[Data supplied]:
+ + + + + + +

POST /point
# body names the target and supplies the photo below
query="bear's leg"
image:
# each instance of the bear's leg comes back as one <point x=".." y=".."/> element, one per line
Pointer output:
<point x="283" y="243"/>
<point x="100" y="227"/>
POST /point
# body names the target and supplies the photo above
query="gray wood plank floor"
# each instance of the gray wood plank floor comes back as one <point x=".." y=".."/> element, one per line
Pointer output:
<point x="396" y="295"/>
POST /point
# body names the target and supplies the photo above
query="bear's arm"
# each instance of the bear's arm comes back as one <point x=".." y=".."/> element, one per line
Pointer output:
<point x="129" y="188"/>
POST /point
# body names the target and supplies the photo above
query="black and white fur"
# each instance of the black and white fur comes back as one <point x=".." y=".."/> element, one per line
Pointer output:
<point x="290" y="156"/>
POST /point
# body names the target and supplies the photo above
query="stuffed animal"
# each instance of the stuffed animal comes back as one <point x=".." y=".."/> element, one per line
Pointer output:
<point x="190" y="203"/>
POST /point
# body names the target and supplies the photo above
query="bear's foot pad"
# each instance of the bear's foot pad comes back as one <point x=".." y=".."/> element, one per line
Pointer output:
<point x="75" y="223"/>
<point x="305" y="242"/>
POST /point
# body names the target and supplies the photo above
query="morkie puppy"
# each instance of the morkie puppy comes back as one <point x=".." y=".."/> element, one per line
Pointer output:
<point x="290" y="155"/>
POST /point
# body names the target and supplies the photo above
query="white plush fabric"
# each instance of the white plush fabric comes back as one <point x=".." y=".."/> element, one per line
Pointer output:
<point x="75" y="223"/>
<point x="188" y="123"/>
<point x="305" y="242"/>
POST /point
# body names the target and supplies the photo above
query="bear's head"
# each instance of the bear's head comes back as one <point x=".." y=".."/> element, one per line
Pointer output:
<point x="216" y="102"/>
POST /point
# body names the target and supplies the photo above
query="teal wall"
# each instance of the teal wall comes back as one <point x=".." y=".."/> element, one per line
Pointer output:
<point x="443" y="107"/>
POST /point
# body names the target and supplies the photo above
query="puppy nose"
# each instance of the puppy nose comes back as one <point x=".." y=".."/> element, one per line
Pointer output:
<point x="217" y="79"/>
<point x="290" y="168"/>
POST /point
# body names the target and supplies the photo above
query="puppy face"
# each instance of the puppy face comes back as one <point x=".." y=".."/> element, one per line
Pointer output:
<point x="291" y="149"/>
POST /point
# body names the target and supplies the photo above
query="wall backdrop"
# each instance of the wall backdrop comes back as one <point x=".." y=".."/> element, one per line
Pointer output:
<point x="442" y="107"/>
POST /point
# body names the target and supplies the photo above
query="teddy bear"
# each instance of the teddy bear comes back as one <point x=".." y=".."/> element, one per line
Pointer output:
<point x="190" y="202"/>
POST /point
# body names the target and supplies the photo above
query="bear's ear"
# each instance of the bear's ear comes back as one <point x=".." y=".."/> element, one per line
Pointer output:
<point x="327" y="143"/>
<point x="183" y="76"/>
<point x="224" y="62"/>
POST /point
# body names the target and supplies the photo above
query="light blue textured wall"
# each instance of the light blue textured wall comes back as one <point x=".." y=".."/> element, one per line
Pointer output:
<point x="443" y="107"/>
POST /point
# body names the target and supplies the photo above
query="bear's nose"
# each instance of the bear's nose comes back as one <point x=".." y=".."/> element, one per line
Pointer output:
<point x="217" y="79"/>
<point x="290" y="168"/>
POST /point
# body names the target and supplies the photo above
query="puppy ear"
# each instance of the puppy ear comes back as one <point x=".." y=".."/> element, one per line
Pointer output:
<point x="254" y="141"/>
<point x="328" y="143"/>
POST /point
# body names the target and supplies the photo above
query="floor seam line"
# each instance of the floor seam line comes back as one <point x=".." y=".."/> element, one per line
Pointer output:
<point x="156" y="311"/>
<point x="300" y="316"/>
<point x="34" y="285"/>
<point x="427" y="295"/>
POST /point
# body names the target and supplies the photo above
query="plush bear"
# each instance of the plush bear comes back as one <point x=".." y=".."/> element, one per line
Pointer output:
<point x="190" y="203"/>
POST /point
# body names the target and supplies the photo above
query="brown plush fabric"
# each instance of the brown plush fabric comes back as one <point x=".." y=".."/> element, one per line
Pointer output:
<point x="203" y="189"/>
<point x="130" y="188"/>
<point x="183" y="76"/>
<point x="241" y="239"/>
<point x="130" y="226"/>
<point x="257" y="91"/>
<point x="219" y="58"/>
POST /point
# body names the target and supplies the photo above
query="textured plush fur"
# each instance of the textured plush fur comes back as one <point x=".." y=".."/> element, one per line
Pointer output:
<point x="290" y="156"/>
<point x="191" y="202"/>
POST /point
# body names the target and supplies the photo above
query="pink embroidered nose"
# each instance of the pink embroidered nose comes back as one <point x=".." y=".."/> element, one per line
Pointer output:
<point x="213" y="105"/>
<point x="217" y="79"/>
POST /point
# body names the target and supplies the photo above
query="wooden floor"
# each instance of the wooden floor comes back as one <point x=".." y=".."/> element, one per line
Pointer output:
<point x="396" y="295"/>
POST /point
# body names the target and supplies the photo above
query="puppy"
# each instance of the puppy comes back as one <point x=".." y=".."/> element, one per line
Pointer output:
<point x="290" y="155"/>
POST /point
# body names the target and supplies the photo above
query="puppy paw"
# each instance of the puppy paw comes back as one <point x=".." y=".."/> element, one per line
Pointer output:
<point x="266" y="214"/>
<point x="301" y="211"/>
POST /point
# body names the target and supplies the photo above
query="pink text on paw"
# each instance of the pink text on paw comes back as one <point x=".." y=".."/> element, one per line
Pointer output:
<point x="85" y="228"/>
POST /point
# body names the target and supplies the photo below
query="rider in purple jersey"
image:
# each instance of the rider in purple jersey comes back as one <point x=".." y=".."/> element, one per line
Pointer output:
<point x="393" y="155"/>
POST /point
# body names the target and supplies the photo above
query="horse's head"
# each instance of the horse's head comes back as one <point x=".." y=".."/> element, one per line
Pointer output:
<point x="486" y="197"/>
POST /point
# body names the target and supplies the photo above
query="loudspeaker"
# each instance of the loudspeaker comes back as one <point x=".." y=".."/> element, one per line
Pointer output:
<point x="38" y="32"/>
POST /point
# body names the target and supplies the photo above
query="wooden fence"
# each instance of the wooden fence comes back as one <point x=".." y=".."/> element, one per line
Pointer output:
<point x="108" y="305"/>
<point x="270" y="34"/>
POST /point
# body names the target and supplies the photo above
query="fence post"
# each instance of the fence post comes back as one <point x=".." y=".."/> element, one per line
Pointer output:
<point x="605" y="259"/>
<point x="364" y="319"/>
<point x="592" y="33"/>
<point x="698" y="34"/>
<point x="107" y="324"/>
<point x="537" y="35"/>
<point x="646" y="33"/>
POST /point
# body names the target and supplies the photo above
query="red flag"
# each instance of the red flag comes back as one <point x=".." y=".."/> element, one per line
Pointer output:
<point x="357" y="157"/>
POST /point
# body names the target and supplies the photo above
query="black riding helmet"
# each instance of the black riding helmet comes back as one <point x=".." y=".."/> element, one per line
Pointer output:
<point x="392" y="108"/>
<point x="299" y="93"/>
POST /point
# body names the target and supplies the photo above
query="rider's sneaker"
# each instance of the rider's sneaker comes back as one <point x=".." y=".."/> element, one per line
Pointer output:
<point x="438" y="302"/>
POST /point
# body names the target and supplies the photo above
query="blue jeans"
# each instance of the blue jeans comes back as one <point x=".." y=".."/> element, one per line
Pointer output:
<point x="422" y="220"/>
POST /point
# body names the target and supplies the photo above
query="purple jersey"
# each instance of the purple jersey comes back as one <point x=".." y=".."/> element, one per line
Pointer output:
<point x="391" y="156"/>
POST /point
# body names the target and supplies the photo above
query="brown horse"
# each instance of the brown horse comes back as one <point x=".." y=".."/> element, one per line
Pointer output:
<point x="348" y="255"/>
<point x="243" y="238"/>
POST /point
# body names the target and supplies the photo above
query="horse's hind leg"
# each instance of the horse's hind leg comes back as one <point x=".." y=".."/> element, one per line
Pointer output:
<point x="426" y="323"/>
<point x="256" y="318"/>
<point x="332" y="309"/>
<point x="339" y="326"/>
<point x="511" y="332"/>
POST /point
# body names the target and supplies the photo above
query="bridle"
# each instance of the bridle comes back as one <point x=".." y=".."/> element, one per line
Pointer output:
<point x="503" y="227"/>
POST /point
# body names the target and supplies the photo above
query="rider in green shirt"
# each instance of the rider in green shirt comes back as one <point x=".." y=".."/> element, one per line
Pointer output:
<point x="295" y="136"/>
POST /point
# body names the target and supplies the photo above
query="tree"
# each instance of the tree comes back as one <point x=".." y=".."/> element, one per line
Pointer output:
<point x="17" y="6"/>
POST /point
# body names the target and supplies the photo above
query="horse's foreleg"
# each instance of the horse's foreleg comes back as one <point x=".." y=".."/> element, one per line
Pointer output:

+ + + + + + +

[Exercise brief]: In the entries above, identify each line that includes the string "fence", then copy it.

[Written solution]:
query="wooden fence"
# each instance of the wooden fence comes back as one <point x=".." y=".."/> element, one per line
query="fence post"
# each instance of the fence post comes back as one <point x=".." y=".."/> element, one per line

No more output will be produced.